On June 8, 2017 the Court granted in a text order Plaintiff's motion to extend the summonses and for alternative service. (Mot. for Alt. Service, Dkt. 29.) Service was effectuated on the remaining five defendants (Reliance, Klipninister, Rosen, Johnson, and Holmes) through a combination of postings at known addresses, delivery via First Class U.S. Mail, and delivery to known email addresses. (Executed Cert. of Service; Dkt. 33, 39, 40, 41, and 44.)

Defendants did not answer the complaint, and Plaintiff requested clerk's entries of default as to all thirteen defendants, which were entered on June 2, 2017 (for Reliant Group, RG, Duggans, Ivy, and Kutikov), on August 2, 2017 (for Ross, Rouse, Khudayarov, and Reliance), and on September 5, 2017 (for Rosen, Johnson, Klipninister, and Holmes). Plaintiff's motion for entry of default judgment seeks to recover statutory damages, economic damages, and anticipates to request attorney fees following the resolution of the matter. (Pl. Mot. for Default J.; Dkt. 64.) The Court held a hearing on Plaintiff's motion on August 1, 2018; Defendants did not appear.

The Court deems the allegations of Plaintiff's Second Amended Complaint admitted and additionally considers the testimony given at the August 1, 2018 motion hearing. During the hearing, Plaintiff testified to the truth of the facts contained in her complaint, Plaintiff provided more details of her interactions with Defendants, and provided a telephone log which tracked nineteen calls she received from Defendants. Plaintiff also elaborated on the significant emotional distress that resulted from her interactions with Defendants and the resulting need for treatment.

It is undisputed that Plaintiff is a "consumer" as defined under FDCPA 15 U.S.C. § 1692a(3). (Compl. ¶ 31, Dkt. 56.) Although she denies any liability or knowledge of the alleged debt that is the subject of this suit, it is undisputed that the alleged debt is consumer debt as defined by the FDCPA. Defendants, Reliance, RG, Reliant Group, and Rosen, all regularly collect debts and are "debt collectors" as defined under FDCPA 15 U.S.C. § 1692a(6) and "collection agencies" as defined under MOC. Plaintiff asserts Reliance, RG, Reliant Group, and Rosen operate a common joint venture, sharing office space, phones, internet, personnel, management, clients, funding, and other resources to collect debts from consumers. (Compl. ¶34-35, Dkt. 56.)

Many pages of Plaintiff's complaint describes the overlaps among these four companies ascertained through a series of subpoenas and FOIA requests. The parallel websites, phone numbers, P.O. Boxes, actual addresses, and email addresses adequately prove these companies operate out of the same location, that the same individual purchased website domains for all of them, that the companies share P.O. box locations, and a common physical address.

Plaintiff explained at the hearing that she received a series of calls from a woman named Tori London ("London") attempting to collect an alleged consumer debt ("Debt") from her. Plaintiff disputed the debt with London at the time and continues to dispute the debt now, certain she never owed this money. The substance or frequency of the early calls (or call) are unknown to the Court, only that Plaintiff was sufficiently concerned with them that she contacted an attorney for advice. The attorney suggested she track future calls and provided Plaintiff a "Telephone Collection Log" which she entered into evidence at the August 1, 2018 hearing and which details the date, time, duration, and substance of nineteen phone calls over six days. The Court has no information regarding the calls prior to the tracking.

Dataset records:

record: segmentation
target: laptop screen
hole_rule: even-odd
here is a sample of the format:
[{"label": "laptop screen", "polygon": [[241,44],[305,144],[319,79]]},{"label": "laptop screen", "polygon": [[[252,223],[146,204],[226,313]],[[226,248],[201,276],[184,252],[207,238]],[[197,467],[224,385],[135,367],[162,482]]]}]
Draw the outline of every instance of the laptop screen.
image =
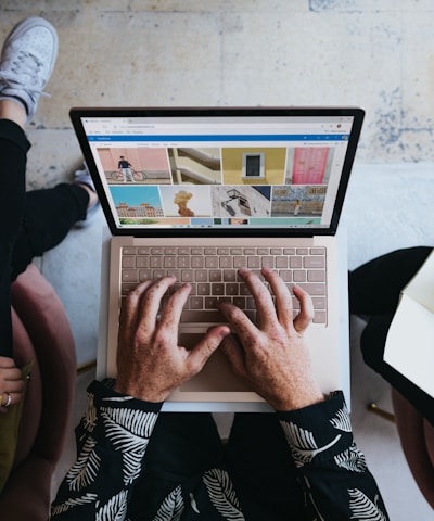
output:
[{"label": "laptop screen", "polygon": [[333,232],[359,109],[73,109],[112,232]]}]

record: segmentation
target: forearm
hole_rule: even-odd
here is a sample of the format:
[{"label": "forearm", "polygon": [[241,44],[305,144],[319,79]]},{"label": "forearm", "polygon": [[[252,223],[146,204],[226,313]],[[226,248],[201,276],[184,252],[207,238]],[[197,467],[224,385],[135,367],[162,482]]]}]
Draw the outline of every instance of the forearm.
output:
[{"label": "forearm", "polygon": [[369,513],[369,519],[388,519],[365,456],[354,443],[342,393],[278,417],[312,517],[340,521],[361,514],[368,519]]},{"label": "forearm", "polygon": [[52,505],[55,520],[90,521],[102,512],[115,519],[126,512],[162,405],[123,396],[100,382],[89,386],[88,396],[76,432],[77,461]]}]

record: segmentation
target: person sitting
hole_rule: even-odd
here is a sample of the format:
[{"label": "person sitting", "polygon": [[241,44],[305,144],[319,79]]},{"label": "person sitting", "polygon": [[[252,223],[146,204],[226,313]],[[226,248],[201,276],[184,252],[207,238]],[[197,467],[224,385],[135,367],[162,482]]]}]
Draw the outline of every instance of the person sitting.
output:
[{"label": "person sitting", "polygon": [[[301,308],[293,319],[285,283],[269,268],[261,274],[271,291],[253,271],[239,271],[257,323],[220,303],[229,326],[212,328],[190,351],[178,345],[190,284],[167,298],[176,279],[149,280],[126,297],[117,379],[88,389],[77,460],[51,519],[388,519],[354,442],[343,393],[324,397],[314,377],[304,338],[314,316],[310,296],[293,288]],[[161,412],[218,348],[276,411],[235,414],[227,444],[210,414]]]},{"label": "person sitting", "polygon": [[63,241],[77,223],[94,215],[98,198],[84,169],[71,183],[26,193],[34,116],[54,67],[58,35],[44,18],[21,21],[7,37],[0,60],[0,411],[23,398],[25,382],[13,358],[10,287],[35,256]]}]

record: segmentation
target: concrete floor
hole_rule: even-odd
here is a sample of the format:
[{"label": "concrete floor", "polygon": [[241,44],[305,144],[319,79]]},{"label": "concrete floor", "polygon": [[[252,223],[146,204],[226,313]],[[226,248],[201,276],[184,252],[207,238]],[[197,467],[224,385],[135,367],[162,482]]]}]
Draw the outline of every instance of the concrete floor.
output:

==

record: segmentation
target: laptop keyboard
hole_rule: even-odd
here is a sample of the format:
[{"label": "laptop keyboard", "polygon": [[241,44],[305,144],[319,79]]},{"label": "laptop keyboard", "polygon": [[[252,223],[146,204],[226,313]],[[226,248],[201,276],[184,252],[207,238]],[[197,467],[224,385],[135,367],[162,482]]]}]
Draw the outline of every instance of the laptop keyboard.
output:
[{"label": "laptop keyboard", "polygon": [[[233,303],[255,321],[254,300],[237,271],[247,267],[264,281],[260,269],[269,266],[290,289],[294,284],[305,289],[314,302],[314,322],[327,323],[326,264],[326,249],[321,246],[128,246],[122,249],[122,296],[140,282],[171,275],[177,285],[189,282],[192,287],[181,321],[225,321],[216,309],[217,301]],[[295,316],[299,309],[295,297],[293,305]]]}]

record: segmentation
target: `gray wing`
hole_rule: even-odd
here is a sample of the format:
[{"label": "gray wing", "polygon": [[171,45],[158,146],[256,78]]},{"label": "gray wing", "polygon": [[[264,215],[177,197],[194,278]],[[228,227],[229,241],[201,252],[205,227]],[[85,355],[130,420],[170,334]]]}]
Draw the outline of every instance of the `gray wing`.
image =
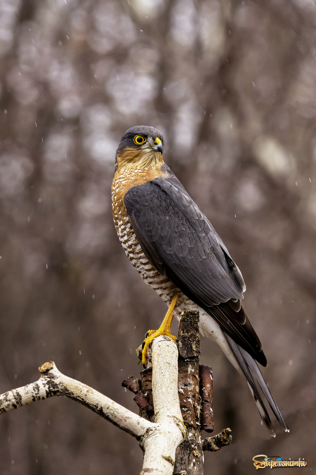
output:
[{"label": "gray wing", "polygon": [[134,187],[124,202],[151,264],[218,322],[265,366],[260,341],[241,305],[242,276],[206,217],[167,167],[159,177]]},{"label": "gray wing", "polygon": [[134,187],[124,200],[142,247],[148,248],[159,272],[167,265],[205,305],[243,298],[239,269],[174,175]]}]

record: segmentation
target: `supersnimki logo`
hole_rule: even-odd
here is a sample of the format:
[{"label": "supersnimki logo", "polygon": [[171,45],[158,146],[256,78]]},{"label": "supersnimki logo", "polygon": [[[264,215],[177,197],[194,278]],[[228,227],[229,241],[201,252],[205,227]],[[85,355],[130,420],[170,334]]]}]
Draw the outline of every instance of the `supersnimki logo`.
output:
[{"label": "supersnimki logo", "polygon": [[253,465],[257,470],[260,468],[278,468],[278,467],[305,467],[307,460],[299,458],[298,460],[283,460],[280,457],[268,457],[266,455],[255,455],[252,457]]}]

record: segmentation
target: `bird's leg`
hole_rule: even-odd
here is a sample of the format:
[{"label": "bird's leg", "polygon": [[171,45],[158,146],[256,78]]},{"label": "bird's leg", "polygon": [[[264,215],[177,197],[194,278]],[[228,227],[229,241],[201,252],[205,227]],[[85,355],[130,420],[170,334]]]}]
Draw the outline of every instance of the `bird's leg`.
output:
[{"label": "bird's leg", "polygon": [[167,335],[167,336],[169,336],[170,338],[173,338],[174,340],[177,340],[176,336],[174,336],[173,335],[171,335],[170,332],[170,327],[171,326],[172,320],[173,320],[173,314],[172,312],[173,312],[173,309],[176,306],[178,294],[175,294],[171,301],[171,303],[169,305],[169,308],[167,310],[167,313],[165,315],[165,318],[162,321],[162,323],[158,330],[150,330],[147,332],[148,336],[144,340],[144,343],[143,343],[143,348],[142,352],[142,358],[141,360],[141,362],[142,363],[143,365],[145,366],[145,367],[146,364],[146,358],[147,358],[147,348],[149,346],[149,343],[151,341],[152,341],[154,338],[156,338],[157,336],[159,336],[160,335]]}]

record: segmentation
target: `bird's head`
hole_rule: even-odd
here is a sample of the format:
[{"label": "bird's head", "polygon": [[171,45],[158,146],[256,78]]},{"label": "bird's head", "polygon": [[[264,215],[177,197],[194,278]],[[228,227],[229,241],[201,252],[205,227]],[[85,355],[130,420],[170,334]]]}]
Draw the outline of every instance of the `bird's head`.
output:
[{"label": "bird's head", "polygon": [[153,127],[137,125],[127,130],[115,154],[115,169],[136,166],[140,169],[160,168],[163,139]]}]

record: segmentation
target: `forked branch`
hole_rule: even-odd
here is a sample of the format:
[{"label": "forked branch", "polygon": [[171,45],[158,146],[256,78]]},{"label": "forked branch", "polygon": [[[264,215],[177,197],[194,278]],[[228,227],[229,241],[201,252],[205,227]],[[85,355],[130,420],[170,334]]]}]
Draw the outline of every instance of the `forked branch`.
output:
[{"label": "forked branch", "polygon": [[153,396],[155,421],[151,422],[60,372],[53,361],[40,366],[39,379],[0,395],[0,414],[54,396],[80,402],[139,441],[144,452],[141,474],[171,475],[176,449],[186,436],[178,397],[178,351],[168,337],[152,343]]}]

Work to complete:
A – Report each line of the records that contains the string "target".
B – Continue the court ruling on the debt collection suit from the point where it stops.
The court text and the records are unrelated material.

Task-by-task answers:
A –
target: laptop screen
target: forearm
target: person sitting
target: concrete floor
target: laptop keyboard
target: `gray wing`
target: `supersnimki logo`
target: `bird's leg`
target: `bird's head`
target: `forked branch`

B –
Plaintiff believes Tori London is a fictitious name for Artalia Ward who Plaintiff voluntarily dismissed in June 2018 from this suit.

The alleged debt is for $2,200.00. The listed original lender is Paragon Funding with a contract date of "2008-07-12." (Dkt. 64-7, at 1; PgID 976.)

According to the first entry on Plaintiff's Telephone Collection Log, on May 20, 2015, Plaintiff received three phone calls from London stating Plaintiff needed to pay a settlement of the Debt. Two of the calls threatened legal action, including providing a case number. Plaintiff testified that in one of these calls she intentionally misled London, indicated a willingness to pay the debt, solely in an attempt to gather more information about the Defendants.

On May 21, 2015, London responding to Plaintiff's ruse, emailed Plaintiff information about the Debt. The email ("Email"; Dkt. 64-7) provides basic facts about the Debt. It lists the original lender as Paragon Funding, and states that the contract date for the debt was July 12, 2008, that the original balance due was $2,200 and that the present settlement balance due would be $1,312, plus $10 processing fee. The email additionally states "[t]his confirmation letter serves as your written verification for the terms of this agreement that have been authorized on the above referenced debt." (Dkt. 64-7.) No part of the letter informs Plaintiff of her rights to dispute the debt. Tori London is the signatory to the email which also lists a phone, fax, and P.O. Box numbers. No other information identifying the debt collection company, not even a company name, is provided. Plaintiff subsequently dropped her deception, when she prevented any payment from going through to Defendants.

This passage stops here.